### Provided passage
┏━━
For TLS support use the URL scheme: ``https``,
example: ``https://luigi.example.com:443/``
(Note: you will have to terminate TLS using an HTTP proxy)
You can also use this to connect to a local Unix socket using the
non-standard URI scheme: ``http+unix``
example: ``http+unix://%2Fvar%2Frun%2Fluigid%2Fluigid.sock/``

hdfs_tmp_dir
Base directory in which to store temporary files on hdfs. Defaults to
tempfile.gettempdir()

history_filename
If set, specifies a filename for Luigi to write stuff (currently just
job id) to in mapreduce job's output directory. Useful in a
configuration where no history is stored in the output directory by
Hadoop.

log_level
The default log level to use when no logging_conf_file is set. Must be
a valid name of a `Python log level
<https://docs.python.org/2/library/logging.html#logging-levels>`_.
Default is ``DEBUG``.

logging_conf_file
Location of the logging configuration file.

no_configure_logging
If true, logging is not configured. Defaults to false.

parallel_scheduling
If true, the scheduler will compute complete functions of tasks in
parallel using multiprocessing. This can significantly speed up
scheduling, but requires that all tasks can be pickled.
Defaults to false.

parallel_scheduling_processes
The number of processes to use for parallel scheduling. If not specified
the default number of processes will be the total number of CPUs available.

rpc_connect_timeout
Number of seconds to wait before timing out when making an API call.
Defaults to 10.0

rpc_retry_attempts
The maximum number of retries to connect the central scheduler before giving up.
┗━━
Records taken from a collection
┏━━
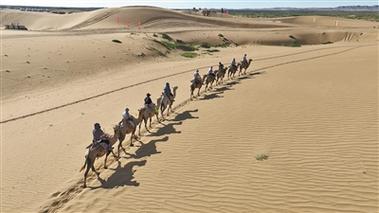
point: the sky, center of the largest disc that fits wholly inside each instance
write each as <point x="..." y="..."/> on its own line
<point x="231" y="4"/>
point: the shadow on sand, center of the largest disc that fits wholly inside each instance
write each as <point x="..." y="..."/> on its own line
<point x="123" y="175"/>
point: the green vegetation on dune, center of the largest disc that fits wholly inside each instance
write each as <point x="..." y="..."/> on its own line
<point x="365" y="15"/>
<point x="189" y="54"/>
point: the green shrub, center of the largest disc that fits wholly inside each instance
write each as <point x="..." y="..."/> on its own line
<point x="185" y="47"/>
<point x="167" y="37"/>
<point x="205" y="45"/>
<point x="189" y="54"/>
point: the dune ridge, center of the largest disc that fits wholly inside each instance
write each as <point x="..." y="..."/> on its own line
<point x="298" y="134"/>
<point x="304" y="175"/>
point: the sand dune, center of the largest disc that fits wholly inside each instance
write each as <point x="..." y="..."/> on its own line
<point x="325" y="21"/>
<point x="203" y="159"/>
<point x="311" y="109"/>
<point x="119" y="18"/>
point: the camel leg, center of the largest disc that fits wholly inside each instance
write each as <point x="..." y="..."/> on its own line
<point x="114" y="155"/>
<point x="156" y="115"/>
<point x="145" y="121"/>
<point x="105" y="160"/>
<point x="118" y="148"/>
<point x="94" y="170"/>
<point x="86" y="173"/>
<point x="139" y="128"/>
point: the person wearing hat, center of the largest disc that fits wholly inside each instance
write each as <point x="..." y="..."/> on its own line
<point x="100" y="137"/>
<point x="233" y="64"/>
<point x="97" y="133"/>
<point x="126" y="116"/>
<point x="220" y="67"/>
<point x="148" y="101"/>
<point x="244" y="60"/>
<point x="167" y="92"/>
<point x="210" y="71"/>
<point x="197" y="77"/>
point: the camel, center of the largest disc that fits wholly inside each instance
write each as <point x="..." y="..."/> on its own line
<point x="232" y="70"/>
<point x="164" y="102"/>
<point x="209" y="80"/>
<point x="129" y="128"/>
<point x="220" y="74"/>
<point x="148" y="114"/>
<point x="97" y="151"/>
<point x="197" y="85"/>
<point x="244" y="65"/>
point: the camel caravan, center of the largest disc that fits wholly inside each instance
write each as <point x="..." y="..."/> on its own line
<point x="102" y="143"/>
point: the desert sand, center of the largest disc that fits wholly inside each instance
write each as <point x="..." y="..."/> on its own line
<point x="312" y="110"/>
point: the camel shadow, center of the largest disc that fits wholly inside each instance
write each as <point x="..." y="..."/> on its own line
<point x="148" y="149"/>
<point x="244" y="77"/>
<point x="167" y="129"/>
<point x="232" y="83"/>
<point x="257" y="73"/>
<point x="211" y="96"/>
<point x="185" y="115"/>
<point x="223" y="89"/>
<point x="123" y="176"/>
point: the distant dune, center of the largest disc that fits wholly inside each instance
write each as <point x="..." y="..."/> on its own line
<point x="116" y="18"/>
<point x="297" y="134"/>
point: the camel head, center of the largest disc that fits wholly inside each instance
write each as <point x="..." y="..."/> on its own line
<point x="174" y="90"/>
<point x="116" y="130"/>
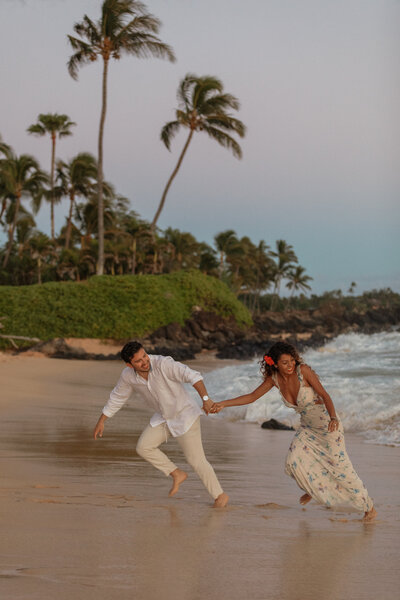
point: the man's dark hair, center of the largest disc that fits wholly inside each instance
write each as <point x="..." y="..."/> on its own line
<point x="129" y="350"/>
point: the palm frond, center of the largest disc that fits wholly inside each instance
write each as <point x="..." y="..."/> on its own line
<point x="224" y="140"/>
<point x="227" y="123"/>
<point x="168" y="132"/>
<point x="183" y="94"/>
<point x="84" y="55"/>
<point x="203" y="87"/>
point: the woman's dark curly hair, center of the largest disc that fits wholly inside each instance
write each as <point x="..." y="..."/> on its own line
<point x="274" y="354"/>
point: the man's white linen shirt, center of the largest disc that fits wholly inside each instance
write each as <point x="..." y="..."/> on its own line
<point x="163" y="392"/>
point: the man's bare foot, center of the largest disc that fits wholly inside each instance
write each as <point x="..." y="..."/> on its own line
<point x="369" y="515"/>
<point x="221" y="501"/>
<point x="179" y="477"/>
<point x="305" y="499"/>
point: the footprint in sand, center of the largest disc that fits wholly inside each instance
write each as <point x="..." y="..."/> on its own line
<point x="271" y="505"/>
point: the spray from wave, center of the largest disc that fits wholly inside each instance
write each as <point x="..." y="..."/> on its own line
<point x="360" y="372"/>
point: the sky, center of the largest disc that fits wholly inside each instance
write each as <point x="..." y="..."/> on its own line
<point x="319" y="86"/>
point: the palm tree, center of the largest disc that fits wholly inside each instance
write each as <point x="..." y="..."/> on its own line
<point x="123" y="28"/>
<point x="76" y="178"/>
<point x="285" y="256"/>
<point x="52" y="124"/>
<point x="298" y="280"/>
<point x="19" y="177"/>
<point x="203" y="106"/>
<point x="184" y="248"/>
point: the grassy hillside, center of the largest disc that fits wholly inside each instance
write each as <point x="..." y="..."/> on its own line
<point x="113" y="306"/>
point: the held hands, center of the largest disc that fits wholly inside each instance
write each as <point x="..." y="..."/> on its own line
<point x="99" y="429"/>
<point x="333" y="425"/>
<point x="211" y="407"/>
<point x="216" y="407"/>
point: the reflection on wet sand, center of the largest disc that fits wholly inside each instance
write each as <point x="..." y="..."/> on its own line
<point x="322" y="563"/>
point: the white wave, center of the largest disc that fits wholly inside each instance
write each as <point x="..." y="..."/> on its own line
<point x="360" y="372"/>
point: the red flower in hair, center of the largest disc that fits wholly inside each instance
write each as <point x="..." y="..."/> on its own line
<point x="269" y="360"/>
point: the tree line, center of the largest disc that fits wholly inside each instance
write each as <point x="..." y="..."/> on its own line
┗━━
### Tasks to perform
**a.** In the Luigi configuration excerpt, which options have a stated default value, and what is each default?
**b.** Copy the Luigi configuration excerpt between "no_configure_logging" and "can be pickled.", inclusive.

### Solution list
**a.**
- hdfs_tmp_dir: tempfile.gettempdir()
- log_level: DEBUG
- no_configure_logging: false
- parallel_scheduling: false
- parallel_scheduling_processes: the total number of CPUs available
- rpc_connect_timeout: 10.0

**b.**
no_configure_logging
If true, logging is not configured. Defaults to false.

parallel_scheduling
If true, the scheduler will compute complete functions of tasks in
parallel using multiprocessing. This can significantly speed up
scheduling, but requires that all tasks can be pickled.